Extrait.
/---

5. L'octroi de mesures provisionnelles présuppose l'urgence, à savoir que le refus de les ordonner crée pour l'intéressé la menace d'un dommage difficile à réparer (ATF 130 II 149 consid. 2.2 ; 127 II 132 consid. 3 = RDAF 2002 I 405).

Elles ne sauraient, en principe tout au moins, anticiper le jugement définitif ni équivaloir à une condamnation provisoire sur le fond, pas plus qu’aboutir abusivement à rendre d’emblée illusoire la portée du procès au fond (arrêts précités). Ainsi, dans la plupart des cas, les mesures provisionnelles consistent en un minus, soit une mesure moins importante ou incisive que celle demandée au fond, ou en un aliud, soit une mesure différente de celle demandée au fond (Isabelle HÄNER, op. cit., p. 265).

6. a. Lorsque l'effet suspensif a été retiré ou n'est pas prévu par la loi, l'autorité de recours doit examiner si les raisons pour exécuter immédiatement la décision entreprise sont plus importantes que celles justifiant le report de son exécution. Elle dispose d'un large pouvoir d'appréciation qui varie selon la nature de l'affaire. La restitution de l'effet suspensif est subordonnée à l'existence de justes motifs, qui résident dans un intérêt public ou privé prépondérant à l’absence d’exécution immédiate de la décision ou de la norme (arrêt du Tribunal fédéral 2C_1161/2013 du 27 février 2014 consid. 5.5.1).

\---

Consigne 1.
Reproduisez à l'identique tout le passage de l'extrait allant de « 5. L'octroi de » jusqu'à « 2002 I 405). » inclus.
Consigne 2.
Indiquez par oui ou par non si chacune des affirmations suivantes concorde avec l'extrait, en citant mot pour mot les termes décisifs.
(a) L'octroi de mesures provisionnelles suppose l'urgence.
(b) Les mesures provisionnelles doivent en principe anticiper le jugement définitif.
(c) L'autorité de recours ne dispose que d'un pouvoir d'appréciation restreint.
Consigne 3.
Répondez brièvement à ces questions d'après l'extrait.
(a) De quelle menace le refus d'ordonner les mesures doit-il s'accompagner pour l'intéressé pour qu'il y ait urgence ?
(b) Quel terme désigne une mesure moins importante ou incisive que celle demandée au fond ?
(c) À quoi la restitution de l'effet suspensif est-elle subordonnée ?
Le matériel placé après l'extrait n'est d'aucune utilité ici.

(Entrées répertoriées dans un jeu de données)
/---

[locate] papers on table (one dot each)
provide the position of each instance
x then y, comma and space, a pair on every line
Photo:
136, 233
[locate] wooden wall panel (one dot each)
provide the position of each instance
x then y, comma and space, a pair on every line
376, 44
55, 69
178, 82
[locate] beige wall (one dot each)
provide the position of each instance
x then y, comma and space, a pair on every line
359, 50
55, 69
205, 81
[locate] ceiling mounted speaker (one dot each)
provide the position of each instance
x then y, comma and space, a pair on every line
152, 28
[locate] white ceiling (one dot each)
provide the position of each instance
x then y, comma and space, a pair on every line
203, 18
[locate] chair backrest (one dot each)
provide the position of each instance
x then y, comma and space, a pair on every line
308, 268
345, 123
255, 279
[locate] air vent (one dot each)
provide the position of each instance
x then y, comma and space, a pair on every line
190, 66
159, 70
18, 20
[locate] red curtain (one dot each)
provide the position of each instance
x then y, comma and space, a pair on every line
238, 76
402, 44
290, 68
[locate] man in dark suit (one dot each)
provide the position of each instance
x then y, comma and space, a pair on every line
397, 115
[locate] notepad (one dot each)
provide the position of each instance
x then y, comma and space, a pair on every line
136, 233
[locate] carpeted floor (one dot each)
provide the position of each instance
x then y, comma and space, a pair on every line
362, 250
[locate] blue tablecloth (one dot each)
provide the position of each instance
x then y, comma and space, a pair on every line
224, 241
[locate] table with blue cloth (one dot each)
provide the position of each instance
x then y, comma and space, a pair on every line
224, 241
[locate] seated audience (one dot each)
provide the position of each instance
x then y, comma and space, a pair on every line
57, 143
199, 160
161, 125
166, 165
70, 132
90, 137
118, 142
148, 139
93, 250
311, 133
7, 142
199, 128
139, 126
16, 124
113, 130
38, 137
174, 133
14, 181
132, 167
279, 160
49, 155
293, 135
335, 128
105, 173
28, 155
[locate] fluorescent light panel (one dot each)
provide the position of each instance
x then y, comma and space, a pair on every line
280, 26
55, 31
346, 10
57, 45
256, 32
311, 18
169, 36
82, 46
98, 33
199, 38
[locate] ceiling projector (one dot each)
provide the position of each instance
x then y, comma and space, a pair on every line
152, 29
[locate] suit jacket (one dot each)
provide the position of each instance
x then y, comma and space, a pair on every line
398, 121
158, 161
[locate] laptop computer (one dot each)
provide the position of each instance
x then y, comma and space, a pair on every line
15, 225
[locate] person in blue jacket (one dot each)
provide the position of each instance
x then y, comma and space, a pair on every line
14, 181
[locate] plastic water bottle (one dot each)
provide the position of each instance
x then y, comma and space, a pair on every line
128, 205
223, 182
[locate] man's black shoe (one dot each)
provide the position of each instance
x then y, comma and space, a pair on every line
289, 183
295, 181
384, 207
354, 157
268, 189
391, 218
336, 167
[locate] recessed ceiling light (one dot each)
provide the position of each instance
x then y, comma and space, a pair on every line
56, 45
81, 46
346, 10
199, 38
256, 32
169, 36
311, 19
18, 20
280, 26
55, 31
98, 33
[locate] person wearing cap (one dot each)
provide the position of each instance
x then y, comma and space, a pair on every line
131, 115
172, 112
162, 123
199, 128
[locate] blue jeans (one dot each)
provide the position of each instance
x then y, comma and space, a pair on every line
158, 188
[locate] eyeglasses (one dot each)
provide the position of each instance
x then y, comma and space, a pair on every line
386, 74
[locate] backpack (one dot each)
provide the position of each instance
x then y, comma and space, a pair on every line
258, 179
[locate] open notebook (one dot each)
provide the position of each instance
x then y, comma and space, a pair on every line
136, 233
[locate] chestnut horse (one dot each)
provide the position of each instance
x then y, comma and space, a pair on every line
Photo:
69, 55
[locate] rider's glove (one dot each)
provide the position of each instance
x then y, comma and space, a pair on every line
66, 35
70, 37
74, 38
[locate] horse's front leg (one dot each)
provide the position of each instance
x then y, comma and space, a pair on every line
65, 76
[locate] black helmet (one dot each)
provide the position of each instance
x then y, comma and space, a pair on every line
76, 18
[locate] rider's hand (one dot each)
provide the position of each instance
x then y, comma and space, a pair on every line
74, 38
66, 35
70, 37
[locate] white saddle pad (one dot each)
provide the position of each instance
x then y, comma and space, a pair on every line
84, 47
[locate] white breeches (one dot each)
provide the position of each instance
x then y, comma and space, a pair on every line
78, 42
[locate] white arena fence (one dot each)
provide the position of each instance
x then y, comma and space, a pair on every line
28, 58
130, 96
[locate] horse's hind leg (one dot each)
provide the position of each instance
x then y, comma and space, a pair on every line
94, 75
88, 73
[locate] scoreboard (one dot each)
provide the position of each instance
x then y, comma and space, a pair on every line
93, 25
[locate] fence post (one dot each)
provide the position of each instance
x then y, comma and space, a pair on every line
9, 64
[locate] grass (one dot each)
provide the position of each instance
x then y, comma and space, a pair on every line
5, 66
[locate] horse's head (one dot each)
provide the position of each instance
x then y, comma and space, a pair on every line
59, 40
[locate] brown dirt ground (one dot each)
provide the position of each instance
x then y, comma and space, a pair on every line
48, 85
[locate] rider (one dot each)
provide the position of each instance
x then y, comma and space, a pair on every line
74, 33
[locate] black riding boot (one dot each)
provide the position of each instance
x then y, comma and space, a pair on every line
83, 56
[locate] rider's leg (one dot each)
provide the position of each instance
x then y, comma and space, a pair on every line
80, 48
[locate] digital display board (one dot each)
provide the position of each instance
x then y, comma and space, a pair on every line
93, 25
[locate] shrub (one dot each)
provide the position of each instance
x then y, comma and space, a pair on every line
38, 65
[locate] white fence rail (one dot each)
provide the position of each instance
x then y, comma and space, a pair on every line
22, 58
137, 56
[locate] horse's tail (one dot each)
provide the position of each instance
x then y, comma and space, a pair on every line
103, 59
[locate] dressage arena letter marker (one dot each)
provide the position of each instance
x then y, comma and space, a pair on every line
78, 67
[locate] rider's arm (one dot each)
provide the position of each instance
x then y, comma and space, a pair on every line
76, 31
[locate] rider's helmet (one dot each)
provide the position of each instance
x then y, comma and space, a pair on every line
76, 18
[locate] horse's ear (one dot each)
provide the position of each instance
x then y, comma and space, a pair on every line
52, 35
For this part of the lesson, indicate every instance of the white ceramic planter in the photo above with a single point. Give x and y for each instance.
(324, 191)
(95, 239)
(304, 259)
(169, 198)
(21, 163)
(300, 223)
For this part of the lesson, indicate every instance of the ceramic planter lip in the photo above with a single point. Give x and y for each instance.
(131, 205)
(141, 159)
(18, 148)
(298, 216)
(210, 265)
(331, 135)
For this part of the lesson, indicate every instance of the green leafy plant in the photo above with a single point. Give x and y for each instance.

\---

Résultat 1.
5. L'octroi de mesures provisionnelles présuppose l'urgence, à savoir que le refus de les ordonner crée pour l'intéressé la menace d'un dommage difficile à réparer (ATF 130 II 149 consid. 2.2 ; 127 II 132 consid. 3 = RDAF 2002 I 405).

Résultat 2.
(a) Oui : « L'octroi de mesures provisionnelles présuppose l'urgence ».
(b) Non : « Elles ne sauraient, en principe tout au moins, anticiper le jugement définitif ».
(c) Non : « Elle dispose d'un large pouvoir d'appréciation qui varie selon la nature de l'affaire ».

Résultat 3.
(a) La menace d'un dommage difficile à réparer.
(b) Un minus.
(c) À l'existence de justes motifs.